[DATASET ENTRIES]
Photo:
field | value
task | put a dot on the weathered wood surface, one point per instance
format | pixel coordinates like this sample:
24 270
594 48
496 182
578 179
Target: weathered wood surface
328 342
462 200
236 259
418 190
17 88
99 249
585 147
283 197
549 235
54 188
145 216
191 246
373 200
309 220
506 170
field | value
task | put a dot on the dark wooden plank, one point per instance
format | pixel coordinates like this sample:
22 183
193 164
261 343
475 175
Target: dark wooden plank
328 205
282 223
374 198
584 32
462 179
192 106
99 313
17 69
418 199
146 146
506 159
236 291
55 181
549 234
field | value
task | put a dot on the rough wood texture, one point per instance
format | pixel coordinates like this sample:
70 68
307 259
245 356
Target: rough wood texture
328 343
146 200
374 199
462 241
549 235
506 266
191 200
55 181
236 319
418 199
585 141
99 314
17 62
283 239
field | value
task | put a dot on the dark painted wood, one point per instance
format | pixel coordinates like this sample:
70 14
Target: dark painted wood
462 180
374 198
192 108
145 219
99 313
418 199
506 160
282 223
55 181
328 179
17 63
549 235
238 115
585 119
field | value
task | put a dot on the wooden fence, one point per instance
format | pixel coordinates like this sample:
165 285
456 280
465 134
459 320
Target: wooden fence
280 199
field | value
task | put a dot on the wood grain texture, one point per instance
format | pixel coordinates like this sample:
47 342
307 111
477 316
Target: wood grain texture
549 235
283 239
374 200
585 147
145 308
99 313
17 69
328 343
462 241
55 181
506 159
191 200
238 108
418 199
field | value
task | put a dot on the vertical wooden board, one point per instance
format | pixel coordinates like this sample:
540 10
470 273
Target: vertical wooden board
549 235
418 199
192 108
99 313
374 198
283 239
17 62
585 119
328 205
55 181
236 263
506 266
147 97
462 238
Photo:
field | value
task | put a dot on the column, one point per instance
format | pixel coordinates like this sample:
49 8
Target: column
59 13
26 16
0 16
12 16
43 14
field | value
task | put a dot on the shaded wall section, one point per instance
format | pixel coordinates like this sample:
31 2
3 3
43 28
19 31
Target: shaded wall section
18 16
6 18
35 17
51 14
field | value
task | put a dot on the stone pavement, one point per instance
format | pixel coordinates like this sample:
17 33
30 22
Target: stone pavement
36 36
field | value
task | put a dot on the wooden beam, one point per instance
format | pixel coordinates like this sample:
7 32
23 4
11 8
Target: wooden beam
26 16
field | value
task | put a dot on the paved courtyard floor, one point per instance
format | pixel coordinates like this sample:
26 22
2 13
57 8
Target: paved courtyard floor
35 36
[/DATASET ENTRIES]
• **WHAT THE EXERCISE ASKS**: Restate word for word the lines above, beginning at the first one and ending at the line that carries "task | put a dot on the dark wooden".

• **SOLUTION FOR THIS EXERCISE**:
Photo:
field | value
task | put a dot on the weathered wood surface, one point per instance
format | pixel coordinates like this sample:
24 270
594 48
496 182
578 179
Target: weathered wood surface
328 342
462 200
236 259
418 190
17 88
99 249
585 147
283 197
549 235
54 188
145 216
191 246
373 200
309 220
506 170
field | value
task | put a dot on the dark wooden plank, one point per instance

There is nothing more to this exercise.